● **TASK DIRECTIONS**
Render the following material again verbatim, leaving nothing out.

● **DATA LINES**

════════════════════

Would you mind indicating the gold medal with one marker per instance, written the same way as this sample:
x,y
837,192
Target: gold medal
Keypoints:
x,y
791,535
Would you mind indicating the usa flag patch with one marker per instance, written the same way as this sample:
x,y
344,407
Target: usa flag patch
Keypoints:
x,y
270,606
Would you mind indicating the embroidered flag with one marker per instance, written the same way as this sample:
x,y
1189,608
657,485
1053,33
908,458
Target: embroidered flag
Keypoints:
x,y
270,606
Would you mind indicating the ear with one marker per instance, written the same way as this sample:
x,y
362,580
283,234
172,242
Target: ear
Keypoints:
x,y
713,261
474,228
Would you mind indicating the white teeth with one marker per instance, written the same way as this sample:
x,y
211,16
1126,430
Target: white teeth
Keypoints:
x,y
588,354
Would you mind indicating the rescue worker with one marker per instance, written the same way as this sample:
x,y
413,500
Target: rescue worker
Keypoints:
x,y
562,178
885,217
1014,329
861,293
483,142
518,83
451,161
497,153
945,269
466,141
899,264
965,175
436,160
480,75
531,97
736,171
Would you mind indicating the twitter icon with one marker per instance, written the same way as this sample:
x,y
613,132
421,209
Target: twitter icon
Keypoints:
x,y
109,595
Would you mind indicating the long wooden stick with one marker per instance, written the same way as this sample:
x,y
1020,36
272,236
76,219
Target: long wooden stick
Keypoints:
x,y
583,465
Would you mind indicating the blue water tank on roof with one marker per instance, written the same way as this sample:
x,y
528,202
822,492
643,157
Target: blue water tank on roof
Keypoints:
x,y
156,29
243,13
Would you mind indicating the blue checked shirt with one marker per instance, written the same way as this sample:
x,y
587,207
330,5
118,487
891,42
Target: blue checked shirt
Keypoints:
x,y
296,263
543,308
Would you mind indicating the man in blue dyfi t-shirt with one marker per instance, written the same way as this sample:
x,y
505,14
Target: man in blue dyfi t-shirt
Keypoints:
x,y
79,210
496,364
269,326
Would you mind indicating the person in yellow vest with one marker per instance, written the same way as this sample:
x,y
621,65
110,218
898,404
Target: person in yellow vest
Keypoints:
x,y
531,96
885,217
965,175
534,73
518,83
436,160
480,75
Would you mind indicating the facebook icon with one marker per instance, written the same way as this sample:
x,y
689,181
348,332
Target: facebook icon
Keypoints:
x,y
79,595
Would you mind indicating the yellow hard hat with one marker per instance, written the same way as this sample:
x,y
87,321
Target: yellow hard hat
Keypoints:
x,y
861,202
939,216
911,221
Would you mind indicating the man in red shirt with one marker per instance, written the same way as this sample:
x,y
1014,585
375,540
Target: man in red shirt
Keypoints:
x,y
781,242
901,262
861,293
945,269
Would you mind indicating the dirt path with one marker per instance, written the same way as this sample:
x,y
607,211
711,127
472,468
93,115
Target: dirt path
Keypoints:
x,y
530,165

════════════════════

● **SOLUTION**
Would you mind indicating the gold medal with one marker per instance, written the same way as this sample:
x,y
837,192
Target: gold medal
Keypoints:
x,y
791,535
Would you mind indicating the usa flag patch with one marker per instance, written the same way as this sample:
x,y
344,407
Target: usa flag patch
Keypoints:
x,y
270,606
Would you mind indicating the embroidered flag with one marker per instance, written the same way as this sample:
x,y
1189,608
657,485
1053,33
908,458
Target: embroidered flag
Keypoints:
x,y
270,606
Would you mind indicating the ear with one marker per instance, written the same way as this sample:
x,y
362,580
283,234
172,242
Target: ear
Keypoints:
x,y
713,261
474,228
Would you mind indicating the white teeth with one marker per instance, written the same way as this sample:
x,y
211,16
1126,430
Target: white teeth
Keypoints:
x,y
588,354
Would you mind indicating the rescue worker with one marker per instance, written the same way as this sample:
x,y
413,500
Target: rescue worker
Keypoints:
x,y
562,178
885,217
1014,329
861,293
483,142
518,83
451,161
497,153
945,269
466,141
899,264
965,175
436,160
480,75
531,97
736,171
Would you mind indicating the twitter icon with one marker per instance, written the same way as this sample:
x,y
613,132
421,209
Target: twitter icon
Keypoints:
x,y
109,595
Would you mind indicating the long wooden stick with one marker per instance, written the same way as this sample:
x,y
1020,36
272,236
76,219
Target: long wooden stick
Keypoints:
x,y
583,465
Would you mind indicating the blue water tank on roof with one marker per instance, written the same way as this sample:
x,y
528,202
822,492
643,157
Target: blue water tank on roof
Keypoints:
x,y
156,29
243,13
Would you mind indicating the blue checked shirt with one marker per instance, written the same way as this sample:
x,y
587,207
330,5
118,487
891,42
Target: blue checked shirt
Keypoints:
x,y
296,263
543,308
Would you mind indicating the man in blue dyfi t-shirt with one marker per instance, written the same way as this sample:
x,y
505,14
Target: man in blue dyfi t-shirt
Keypoints:
x,y
79,210
496,364
269,326
Would you mind indicating the person in yellow vest with one marker per instance, written the same way as this sample:
x,y
621,65
110,218
898,404
Target: person in yellow vest
Keypoints:
x,y
531,96
885,217
965,175
534,73
518,83
436,160
480,75
Would you mind indicating the facebook icon with one marker per instance, written the same way as this sample:
x,y
689,181
348,332
Target: facebook icon
Keypoints:
x,y
79,595
Would you mind indicating the yellow hard hat with one marker per instance, written the same way as this sample:
x,y
87,321
Target: yellow hard hat
Keypoints:
x,y
861,202
939,216
911,221
Would you mind indicating the man in red shirt with one marker per instance, written the same way as this sample:
x,y
1014,585
375,540
Target: man in red shirt
Keypoints:
x,y
781,242
901,262
861,293
945,269
Would you mind indicating the dirt path with one marker per instance, written the same way as this sample:
x,y
607,211
711,127
472,468
93,115
Target: dirt path
Keypoints:
x,y
530,165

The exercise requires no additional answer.